**抜粋した文章**
..............................

Billy Herrington, R.I.P.

Billy Herrington, R.I.P.

2018年の3月4日、日本時間で午前1:30頃に突然の訃報に接しました。
アメリカの元ポルノ俳優で、日本でもニコニコ動画で「兄貴」の愛称で慕われていた
Billy Herrington(ビリー・ヘリントン)さんが
3月2日に交通事故によって亡くなってしまった、という報せです。
この件に関して、自分の想いを記事として残す事にしました。

「兄貴」とは

まずビリー・ヘリントン(以下、兄貴)についてご存知ない方のために説明すると、
記事冒頭にも書いた通り、彼はアメリカでポルノ男優として活動していた方でした。
ポルノと言っても兄貴はゲイビデオにも出演経験のある方で
日本で有名になったのは兄貴の出演作品(ゲイビデオ)のひとつ、
通称「ガチムチパンツレスリング」
ニコニコ動画で釣り動画として使われた事がきっかけです。

同作品の内容について細かく書くと色々怒られそうなので割愛しますが、
内容の展開や空耳ネタ(例:You got me mad now! ⇒ 歪みねぇな 等)、
動画自体に加えられた編集やユーザーによるコメントが
日本のネットユーザーにギャグ的に捉えられ、一部層の人気を集めていました。
そこから兄貴が出演した他のゲイビデオや関連作品まで発掘されていき、
いつしか「レスリングシリーズ」として1つのジャンルにまで発展して、
今なおMAD動画が作られるなどの展開が続いています。

もちろん、映像に出演していた兄貴たちは「ウケ狙い」で
セクシャルな部分を演じていた訳ではありません。
勝手にニコニコ動画の一部ユーザーたちがネタ扱いし、
1人のキャラクターとして、悪く言えば笑い者にしてきただけでした。

..............................

**項目**
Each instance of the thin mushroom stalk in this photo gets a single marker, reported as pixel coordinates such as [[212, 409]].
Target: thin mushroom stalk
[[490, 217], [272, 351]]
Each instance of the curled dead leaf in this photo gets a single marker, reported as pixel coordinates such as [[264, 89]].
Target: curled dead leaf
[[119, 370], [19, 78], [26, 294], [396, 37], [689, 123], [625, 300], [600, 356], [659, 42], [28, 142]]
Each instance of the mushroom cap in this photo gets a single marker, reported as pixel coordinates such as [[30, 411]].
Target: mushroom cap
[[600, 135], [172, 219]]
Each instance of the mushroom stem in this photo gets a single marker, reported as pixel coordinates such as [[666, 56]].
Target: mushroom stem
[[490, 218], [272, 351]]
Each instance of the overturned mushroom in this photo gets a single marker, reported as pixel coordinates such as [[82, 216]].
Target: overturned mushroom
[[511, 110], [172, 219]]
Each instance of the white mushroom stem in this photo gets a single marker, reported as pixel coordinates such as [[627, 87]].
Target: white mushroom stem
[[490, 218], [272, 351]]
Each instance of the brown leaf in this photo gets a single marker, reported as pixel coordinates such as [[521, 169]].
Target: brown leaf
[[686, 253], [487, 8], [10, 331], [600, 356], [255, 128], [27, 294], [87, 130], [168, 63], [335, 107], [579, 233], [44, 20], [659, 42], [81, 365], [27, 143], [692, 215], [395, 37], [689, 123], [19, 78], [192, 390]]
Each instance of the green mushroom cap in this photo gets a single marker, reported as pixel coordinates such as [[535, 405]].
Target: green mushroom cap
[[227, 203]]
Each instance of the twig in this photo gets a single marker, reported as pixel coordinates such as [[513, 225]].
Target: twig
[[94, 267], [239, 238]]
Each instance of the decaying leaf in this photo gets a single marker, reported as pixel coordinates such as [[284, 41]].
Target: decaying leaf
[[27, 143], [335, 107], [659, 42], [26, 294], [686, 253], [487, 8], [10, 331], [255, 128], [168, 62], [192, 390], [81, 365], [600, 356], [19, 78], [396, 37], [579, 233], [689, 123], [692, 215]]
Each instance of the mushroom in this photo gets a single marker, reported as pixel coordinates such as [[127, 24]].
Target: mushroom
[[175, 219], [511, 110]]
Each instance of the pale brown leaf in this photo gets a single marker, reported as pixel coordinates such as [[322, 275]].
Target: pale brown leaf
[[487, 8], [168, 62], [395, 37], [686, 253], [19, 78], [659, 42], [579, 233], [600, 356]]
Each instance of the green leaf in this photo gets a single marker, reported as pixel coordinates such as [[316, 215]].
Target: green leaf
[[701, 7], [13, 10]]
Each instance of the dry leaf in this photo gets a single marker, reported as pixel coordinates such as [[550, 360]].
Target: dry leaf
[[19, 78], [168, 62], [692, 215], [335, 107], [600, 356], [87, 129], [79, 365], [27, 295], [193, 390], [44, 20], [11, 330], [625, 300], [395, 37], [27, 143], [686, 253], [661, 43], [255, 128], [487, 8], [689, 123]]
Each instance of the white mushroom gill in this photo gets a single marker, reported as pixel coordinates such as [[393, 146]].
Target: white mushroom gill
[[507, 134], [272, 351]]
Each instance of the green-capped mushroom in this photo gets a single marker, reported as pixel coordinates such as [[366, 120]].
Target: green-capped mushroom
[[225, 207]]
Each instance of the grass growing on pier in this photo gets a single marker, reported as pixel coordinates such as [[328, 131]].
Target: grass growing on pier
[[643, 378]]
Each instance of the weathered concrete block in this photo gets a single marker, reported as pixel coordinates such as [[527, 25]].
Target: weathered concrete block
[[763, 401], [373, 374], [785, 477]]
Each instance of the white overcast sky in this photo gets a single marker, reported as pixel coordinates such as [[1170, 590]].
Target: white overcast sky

..............................

**取り組む課題**
ビリー・ヘリントン氏への追悼文を、示された最後の文の後から書き進めなさい。

**結果**
 

大抵の人は自身がネット上でそのような扱いをされていれば憤るものでしょうが、
兄貴はこうした日本のネットユーザーによるMAD動画などを見て
「クリエイティブな人たちだ」と称賛し、
ニコニコ動画の公式イベントや放送にまで出演してくれたのです。
それも、ビリー・ヘリントンという人物としてだけでなく
ニコニコユーザーに合わせて「兄貴」としてのキャラも演じるという
ファンサービスまで見せてくれました。
それと同時に、レスリングシリーズなど同性愛をネタにされることで傷付いた人たちに
メッセージも送るなど、思いやりに溢れた人物でもあります。

また、兄貴は日本のニュースサイト「ガジェット通信」のインタビューで
日本の若者(ニコニコ動画のファン)に向けて以下のようなメッセージも残しています。

ニコニコのファンに伝えたいのは、他人や自分を型にはめて決め付けないこと。そして冒険を恐れないこと。チャンスが訪れたら、信念を持って、そしてその信念に対して努力すること。ウジウジしてないで人生を謳歌(おうか)すること。ゲイだろうが、ストレートだろうが、男とか女とか関係ない。楽しもうぜ、それが人生ってもんだろう。歪みねぇ人生を生きようぜ!

出典:ガジェット通信
歪みねぇ単独インタビュー!ビリー・へリントン兄貴を丸裸にしてきたゾ!

こうした人柄やネット文化への寛容さから、兄貴はますます人気者となり
母国から遠く離れたこの国で慕われ続けていました。
ただのいかつい男という意味の「兄貴」でなく、
人生の手本としたい、ついていきたくなる人格者としての「兄貴」として
多くのファンを惹きつけていったのです。

しかし、その兄貴が2018年の3月2日、自動車を運転中に交通事故で亡くなりました。
48歳という、死んでしまうにはあまりにも早すぎる若さでした。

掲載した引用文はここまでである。